* What the task asks: Everything in the records except the pictures must be copied out exactly.

▬▬▬▬▬▬▬▬▬▬

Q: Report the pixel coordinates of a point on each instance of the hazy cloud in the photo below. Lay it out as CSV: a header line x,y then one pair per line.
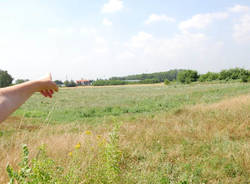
x,y
106,22
242,29
156,18
239,9
112,6
201,21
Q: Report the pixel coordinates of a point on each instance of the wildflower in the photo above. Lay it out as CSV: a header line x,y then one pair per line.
x,y
99,136
88,132
77,146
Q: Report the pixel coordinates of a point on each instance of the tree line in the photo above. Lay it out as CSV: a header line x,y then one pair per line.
x,y
181,75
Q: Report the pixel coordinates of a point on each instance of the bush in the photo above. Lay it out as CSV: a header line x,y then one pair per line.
x,y
210,76
70,83
166,82
187,76
5,79
19,81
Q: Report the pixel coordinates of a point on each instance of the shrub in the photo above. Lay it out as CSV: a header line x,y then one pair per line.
x,y
5,79
187,76
166,82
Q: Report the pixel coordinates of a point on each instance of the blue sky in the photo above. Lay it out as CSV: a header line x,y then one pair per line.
x,y
76,39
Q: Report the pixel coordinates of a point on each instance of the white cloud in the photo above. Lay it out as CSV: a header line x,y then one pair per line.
x,y
239,9
242,29
106,22
155,18
139,40
201,21
112,6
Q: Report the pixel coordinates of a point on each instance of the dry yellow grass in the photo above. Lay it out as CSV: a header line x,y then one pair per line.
x,y
209,137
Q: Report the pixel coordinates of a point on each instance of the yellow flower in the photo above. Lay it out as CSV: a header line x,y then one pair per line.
x,y
99,136
88,132
77,146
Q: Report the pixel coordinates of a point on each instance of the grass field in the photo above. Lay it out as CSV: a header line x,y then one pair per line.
x,y
197,133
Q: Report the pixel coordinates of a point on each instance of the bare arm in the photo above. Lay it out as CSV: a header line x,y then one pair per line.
x,y
13,97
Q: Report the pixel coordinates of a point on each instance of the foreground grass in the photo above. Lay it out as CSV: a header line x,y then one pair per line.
x,y
90,105
204,143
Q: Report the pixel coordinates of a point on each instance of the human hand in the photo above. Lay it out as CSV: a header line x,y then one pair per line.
x,y
47,87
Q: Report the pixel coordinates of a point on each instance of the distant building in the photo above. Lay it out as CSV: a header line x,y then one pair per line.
x,y
84,82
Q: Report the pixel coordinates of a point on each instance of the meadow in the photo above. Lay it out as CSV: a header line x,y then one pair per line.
x,y
196,133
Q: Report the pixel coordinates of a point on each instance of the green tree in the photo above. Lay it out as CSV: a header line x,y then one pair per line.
x,y
58,82
69,83
19,81
187,76
5,79
166,82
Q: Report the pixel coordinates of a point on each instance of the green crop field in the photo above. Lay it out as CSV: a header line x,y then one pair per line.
x,y
197,133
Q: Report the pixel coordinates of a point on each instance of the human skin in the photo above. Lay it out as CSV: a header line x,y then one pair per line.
x,y
11,98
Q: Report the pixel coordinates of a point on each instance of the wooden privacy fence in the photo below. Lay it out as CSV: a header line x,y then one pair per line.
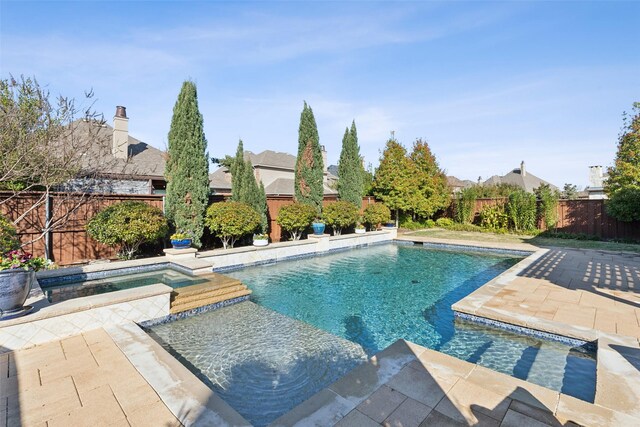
x,y
583,217
71,244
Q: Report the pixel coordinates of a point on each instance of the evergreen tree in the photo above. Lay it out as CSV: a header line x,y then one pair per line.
x,y
623,184
309,170
432,192
187,169
237,169
350,171
394,181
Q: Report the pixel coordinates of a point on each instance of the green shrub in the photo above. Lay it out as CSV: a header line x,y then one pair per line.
x,y
521,210
340,215
128,225
547,206
231,220
624,204
444,222
8,238
494,218
464,205
376,214
295,218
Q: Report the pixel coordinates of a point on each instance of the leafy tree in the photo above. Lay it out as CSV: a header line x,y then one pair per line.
x,y
432,192
395,180
623,184
547,209
187,169
44,144
464,205
521,210
570,192
339,215
309,170
128,225
376,214
231,220
295,218
350,171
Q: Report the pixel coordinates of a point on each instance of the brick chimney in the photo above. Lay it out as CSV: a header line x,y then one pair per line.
x,y
120,147
325,166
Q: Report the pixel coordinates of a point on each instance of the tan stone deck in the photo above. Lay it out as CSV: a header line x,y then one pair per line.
x,y
407,385
82,380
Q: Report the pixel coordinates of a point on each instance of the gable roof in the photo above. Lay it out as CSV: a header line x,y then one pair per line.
x,y
528,181
273,159
144,161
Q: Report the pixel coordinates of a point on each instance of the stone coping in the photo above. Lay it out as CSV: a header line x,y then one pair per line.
x,y
243,249
446,389
46,310
190,400
99,267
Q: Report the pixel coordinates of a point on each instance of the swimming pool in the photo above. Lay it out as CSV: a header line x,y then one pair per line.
x,y
372,297
57,291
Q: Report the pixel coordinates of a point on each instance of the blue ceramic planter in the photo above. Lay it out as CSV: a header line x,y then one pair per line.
x,y
181,244
318,228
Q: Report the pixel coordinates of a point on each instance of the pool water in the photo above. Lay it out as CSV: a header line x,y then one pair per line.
x,y
371,297
56,292
260,362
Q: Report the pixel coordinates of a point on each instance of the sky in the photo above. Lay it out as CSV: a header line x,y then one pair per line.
x,y
486,84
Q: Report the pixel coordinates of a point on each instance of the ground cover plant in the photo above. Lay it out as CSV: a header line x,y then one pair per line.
x,y
128,225
296,218
231,220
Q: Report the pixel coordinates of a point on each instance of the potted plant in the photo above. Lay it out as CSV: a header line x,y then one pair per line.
x,y
318,226
181,240
261,239
17,272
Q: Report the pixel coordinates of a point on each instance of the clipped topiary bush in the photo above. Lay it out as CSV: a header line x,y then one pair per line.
x,y
444,222
295,218
128,225
231,220
8,239
376,214
494,218
521,210
340,215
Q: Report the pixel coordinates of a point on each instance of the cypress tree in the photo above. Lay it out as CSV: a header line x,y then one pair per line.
x,y
350,170
187,168
309,171
237,169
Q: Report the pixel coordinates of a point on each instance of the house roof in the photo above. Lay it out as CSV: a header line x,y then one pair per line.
x,y
143,160
220,180
273,159
459,183
528,181
285,187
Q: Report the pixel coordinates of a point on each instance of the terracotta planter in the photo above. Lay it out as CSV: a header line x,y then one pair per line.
x,y
15,285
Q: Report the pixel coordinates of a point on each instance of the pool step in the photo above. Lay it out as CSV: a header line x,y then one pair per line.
x,y
219,288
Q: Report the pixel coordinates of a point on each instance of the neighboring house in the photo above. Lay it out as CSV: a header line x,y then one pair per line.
x,y
520,177
457,185
597,179
117,162
275,170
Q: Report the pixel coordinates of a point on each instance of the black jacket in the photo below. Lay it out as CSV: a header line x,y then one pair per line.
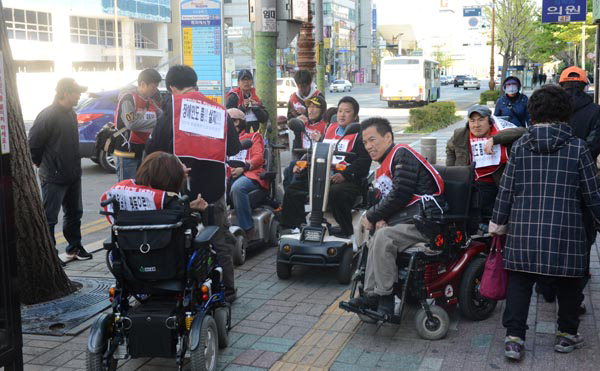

▬▬▬▬▬▬▬▬▬▬

* Solution below:
Q: Report the pixel coordinates of a point on each instance of the hazy cloud in the photo below. Lay it out as CSV: a header line x,y then one pair per line.
x,y
106,22
242,29
156,18
239,9
112,6
201,21
Q: Report the pixel coordinates of a point on each instance of the wildflower in the photo above. Lay it out as CSV: a header line x,y then one pair per line.
x,y
99,136
88,132
77,146
Q: Report the pixel coordinates of a point on each instance of the tree line in the photo above. Lay it out as CSV: a header line x,y then one pair per line.
x,y
181,75
Q: Report the pixel coordinates of a point on each instance of the bush in the photo above. Lay it out as CSV: a header line x,y then one pair per line.
x,y
210,76
70,83
166,82
187,76
5,79
19,81
Q: Report the pixel coordinates of a point on each instance of the shrub in the photo above. Lay it out as CSV: a header line x,y then one pair per line.
x,y
5,79
187,76
166,82
Q: Report the pixel coordinates of a point on each instance of the blue sky in the photo above. Lay it out as CSV: a header line x,y then one pair per line.
x,y
76,39
Q: Report the pixel coordinates of a point on each instance of the white cloud in the photo above. Lay it out as CSV: a header line x,y then one pair per line.
x,y
239,9
242,29
106,22
155,18
139,40
201,21
112,6
Q: Report the pixel coordinates of a point on each instance of the dry yellow grass in the photo above. Lay it out as CSV: a header line x,y then one pair per line.
x,y
209,137
Q: Report the pixel coordinates of a point on each instance of the yellow flower in the photo above. Lay it out as CSV: a header line x,y then one pair per line.
x,y
99,136
88,132
77,146
Q: Report the pixel coordinates of a point on each instance of the grass field in the photo above. Lay it out as CSV: a header line x,y then one pair per line.
x,y
197,133
Q: Report the pixel coordinates of a point on each instance of the bare arm in the photo above. Lay it out as CSV: a header line x,y then one pair per line.
x,y
13,97
Q: Report the pixel coordinates of a point on each instance of the foreground grass in the photo above. Lay it out as CSV: a header line x,y then one pair per line.
x,y
90,105
204,143
Q: Report the pixel coordinates of a point on each instance of the human hand in the photo above. Lay it out as CSV: a header line x,y then one pair per line.
x,y
47,87
Q: Report the pixel coordinates of a point on each instance of the distant building in the photo above. Lay it out as CSV: a header line x,y then one pair per line.
x,y
84,82
Q: Report the pixel coordinates of a point on each instance of the meadow in the photo above. Lay it out as CSV: a header line x,y then one pair per line.
x,y
196,133
Q: Report the pixel coordinates of a point on each instance of the green tree in the photo above. Lay it out as CSV: a header line x,y then one pair per line.
x,y
58,82
69,83
19,81
187,76
5,79
166,82
Q: Report the pixel coordinates of a point on each instance of the green crop field in the photo above. Lay it out as CSV: a header line x,y then one pair per line.
x,y
197,133
Q: Report the pixel coordinates of a point on each instance of the human skin in the photo above. Lay it out as CSV: a header line x,y then one pair per line.
x,y
11,98
Q: Report the pixel coordinates of a point on each instance of the wooden privacy fence in the photo below. Lay it out as CSV: a header line x,y then one pair per line.
x,y
583,217
71,244
Q: Report the pixel coordinates of a point on each instance of the evergreen tree in the photo above. Lay it out as CSV: a header line x,y then one pair per line.
x,y
623,184
309,170
432,192
187,169
237,169
350,171
394,181
Q: Report the pixel coordinates of a point on each instance of the green shrub in the photo above. Lay it out as CSV: a header line x,y then one pair per line.
x,y
521,210
340,215
128,225
547,206
231,220
624,204
444,222
8,238
494,218
464,205
376,214
295,218
Q: Report the pixel coordinates of a point on each instance of the leafy tree in the photo above. Lay it out as CSV: a header line x,y then one pair per line.
x,y
432,192
395,180
623,184
547,209
187,169
44,144
464,205
521,210
570,192
339,215
309,170
128,225
376,214
231,220
295,218
350,171
Q: Report the pixel coordinates of a point on each instance of the brick chimney in the photo above. Lay it out as CSV: a header line x,y then one pair per line.
x,y
120,147
325,166
Q: Report the pixel coordinates of a point on each instance of the tan stone deck in the photo above. Lay it out as CSV: a header line x,y then one pair per line.
x,y
407,385
82,380
Q: Report the pixel coordinates of a point on each instance of the gable roof in the photo above. Lay it out as CSV: a header line x,y then one pair per line.
x,y
528,181
273,159
144,161
Q: Report the pixel coordinates of a point on each instance of the stone coping in the photo above. Lay it out as CSV: a header line x,y then one pair per line.
x,y
243,249
446,389
46,310
190,400
99,267
Q: Report the pixel coordinates of a point on each instance of the swimming pool in the photo above. Lay it out as CSV: a header line x,y then one pair per line.
x,y
372,297
57,291
Q: Report the pixel coordinates of a point on each instance of the blue ceramic planter in the photo above. Lay it out as CSV: a header line x,y then one pair per line.
x,y
181,244
318,228
Q: Report the pixel coordinates of a point on each instance of the pool water in the photo above. Lay it out as CSV: a header line x,y then one pair per line.
x,y
371,297
56,292
260,362
Q: Report the pixel coordinates of a point on each instance of the sky in the photo above. Lay it out as CSV: a header line x,y then one pair per line.
x,y
486,84
Q: Report the pixel coordinates of a point on each instance of the ground cover plant in the photo above. Lay it out as CSV: a header line x,y then one pair per line.
x,y
128,225
296,218
231,220
Q: Report the pixel coordinates of a point on each instance of the potted plant in the photo above. Lay it out as CSV: a header line x,y then one pair per line.
x,y
318,226
181,240
261,239
17,272
Q: Report the pixel coordinates of a point on each instance of the clipped topiary bush in the photo above. Lay it out as CSV: a header line x,y then one pair per line.
x,y
444,222
295,218
128,225
231,220
8,239
376,214
494,218
521,210
340,215
Q: Report the pixel coordinates of a point on each instance of the cypress tree in the photo above. Lay it out as CSV: a header line x,y then one pair per line.
x,y
350,170
187,168
309,171
237,169
Q: Report the pixel coordinates of a point on each instance of the house roof in the photo above. Lay it out as CSV: a header line x,y then one pair per line.
x,y
143,160
220,180
273,159
459,183
528,181
285,187
Q: Report the pixel coordinates of a point on each instance of the terracotta planter in the photo above. Lay it out as CSV: a header line x,y then one pair per line.
x,y
15,285
Q: Report the pixel coordinates of a point on each instance of the pool step in the photo above. Lay it out as CSV: a header line x,y then one pair per line.
x,y
219,288
Q: Report the pixel coordinates of a point on each instance of the neighboring house in the photo above. Lay it out as CSV: a header line x,y then one pair per line.
x,y
520,177
457,185
597,179
117,162
275,170
Q: Report the pixel coordinates of a point on each instance of the black jacket in the photo below. Lay it out as CSV: a header line x,y then one pair per line.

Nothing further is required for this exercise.